**Objective 1**: Please shift every coordinate in the listing below up by 9, and give the listing's lines again, beginning at the line that has "of the pale" and stopping after the last line of the listing. Keep all other wording unchanged.

━━━━━ Passage shown

A few English immigrants who came in from the southern colonies immediately after the conquest thought to govern the country without reference to the institutions of the conquered people, and the early English governors, General Murray and Lord Dorchester, were to the French Canadians a wall of defence. The period may be studied in the works of Baron Masères, a man of great ability who was attorney-general of the Province and afterward baron of the exchequer court in England. He was of Huguenot stock and had strong anti-Roman prejudices, though personally very amiable. He could not see why the French should not prefer the English civil and ecclesiastical laws, and he wrote a number of books to persuade them to do so. He utterly failed to comprehend the French Canadians, though he was French in race and spoke and wrote French like a native. Later on came the discussions which led to the division of the Province and the separation of Upper from Lower Canada. Then followed the agitations of Papineau in the Lower, and of Gourlay and Mackenzie in the Upper Province, with an abundant crop of pamphlets leading up to the re-union.

But while these were sometimes merely party pamphlets of no real value, there was also much writing by such men as the Howes, Sewells, Stuarts, Robinsons, Haliburtons, and

others of refugee stock. These men were exponents of views concerning the destiny of the English race and the importance of an organization of the Empire which had been held by Shirley, Hutchinson, Dickinson, and even by Franklin himself in 1754 and down to a short time previous to the Revolution. The Loyalists had been, and these men were, as jealous of constitutional freedom as the leaders of the popular party.

━━━━━━━━━━
━━━━━ The input

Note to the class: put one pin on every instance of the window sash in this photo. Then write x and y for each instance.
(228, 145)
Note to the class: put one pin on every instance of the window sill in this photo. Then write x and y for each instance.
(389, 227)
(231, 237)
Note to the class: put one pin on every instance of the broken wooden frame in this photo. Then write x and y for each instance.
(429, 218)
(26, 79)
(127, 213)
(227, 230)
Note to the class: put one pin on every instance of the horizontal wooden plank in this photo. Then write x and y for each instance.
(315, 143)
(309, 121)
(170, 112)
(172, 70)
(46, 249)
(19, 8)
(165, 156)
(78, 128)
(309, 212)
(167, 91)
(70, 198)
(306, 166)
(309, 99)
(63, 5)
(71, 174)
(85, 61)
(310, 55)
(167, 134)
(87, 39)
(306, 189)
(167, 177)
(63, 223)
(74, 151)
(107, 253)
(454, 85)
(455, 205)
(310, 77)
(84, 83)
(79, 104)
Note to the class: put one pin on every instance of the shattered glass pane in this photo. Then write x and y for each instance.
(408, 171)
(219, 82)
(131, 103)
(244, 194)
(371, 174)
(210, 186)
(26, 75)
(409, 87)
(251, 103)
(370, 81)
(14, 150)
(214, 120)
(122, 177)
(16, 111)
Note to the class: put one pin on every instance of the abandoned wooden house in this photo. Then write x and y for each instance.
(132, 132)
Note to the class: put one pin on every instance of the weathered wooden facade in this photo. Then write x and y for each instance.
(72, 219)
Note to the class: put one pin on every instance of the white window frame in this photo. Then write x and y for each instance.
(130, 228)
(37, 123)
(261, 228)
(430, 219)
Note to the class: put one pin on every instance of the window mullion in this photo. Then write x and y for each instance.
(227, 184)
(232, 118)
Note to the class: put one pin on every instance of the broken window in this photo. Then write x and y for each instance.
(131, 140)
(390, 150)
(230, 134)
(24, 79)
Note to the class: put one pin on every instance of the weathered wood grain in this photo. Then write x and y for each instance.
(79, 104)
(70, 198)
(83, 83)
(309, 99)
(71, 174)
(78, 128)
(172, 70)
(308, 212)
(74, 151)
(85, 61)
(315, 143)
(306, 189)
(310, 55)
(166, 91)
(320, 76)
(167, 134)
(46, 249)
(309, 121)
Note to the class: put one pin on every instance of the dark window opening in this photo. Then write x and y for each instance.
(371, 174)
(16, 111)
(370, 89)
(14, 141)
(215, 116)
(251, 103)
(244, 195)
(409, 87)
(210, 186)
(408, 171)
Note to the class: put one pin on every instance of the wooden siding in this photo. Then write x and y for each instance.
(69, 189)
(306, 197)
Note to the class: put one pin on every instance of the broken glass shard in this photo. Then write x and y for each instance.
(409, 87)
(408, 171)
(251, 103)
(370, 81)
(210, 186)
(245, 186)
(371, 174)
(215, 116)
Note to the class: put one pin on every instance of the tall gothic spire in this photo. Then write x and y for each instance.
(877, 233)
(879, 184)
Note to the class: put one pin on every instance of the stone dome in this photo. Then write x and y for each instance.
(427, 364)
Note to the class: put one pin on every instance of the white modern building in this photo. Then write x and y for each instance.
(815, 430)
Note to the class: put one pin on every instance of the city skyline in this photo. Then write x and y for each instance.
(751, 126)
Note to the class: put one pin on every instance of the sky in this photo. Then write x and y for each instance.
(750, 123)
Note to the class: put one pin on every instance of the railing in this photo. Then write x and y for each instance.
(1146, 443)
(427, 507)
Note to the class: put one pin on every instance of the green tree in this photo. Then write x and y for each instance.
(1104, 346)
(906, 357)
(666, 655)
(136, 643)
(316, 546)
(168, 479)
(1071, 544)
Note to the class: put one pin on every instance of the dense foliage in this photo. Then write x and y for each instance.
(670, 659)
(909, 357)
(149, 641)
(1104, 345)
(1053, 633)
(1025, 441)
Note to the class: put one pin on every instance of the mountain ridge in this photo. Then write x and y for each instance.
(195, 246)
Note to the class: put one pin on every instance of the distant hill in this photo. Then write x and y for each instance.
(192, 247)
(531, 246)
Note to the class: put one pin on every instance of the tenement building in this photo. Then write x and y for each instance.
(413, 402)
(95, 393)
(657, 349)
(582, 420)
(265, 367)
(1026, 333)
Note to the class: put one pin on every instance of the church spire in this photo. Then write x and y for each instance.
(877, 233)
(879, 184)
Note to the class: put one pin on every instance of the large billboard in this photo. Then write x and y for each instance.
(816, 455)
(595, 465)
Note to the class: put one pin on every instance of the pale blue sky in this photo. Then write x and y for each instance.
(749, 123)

━━━━━━━━━━

**Objective 2**: Extend the passage on Canada after the English conquest, picking up after its final sentence.

**Task response 1**:
Note to the class: put one pin on every instance of the pale blue sky in this photo. Then write x and y for each instance.
(758, 132)

**Task response 2**:
Their successors in our days, Col. Denison, Dr. Parkin, O. W. Howland, and the Imperial Federation League, as well as our youth who have so recently fought in South Africa, are the heirs and representatives of the men who dreamed that great dream which Thomas Pownall (governor of the colonies of South Carolina, New York, and Massachusetts from 1753 to 1768) printed in capital letters in his "Administration of the Colonies," namely, that "Great Britain might no more be considered as the kingdom of this isle only, with many appendages of provinces, colonies, settlements, and other extraneous parts, but as a great marine dominion consisting of our possessions in the Atlantic and in America united into a one Empire in a one centre, where the seat of government is."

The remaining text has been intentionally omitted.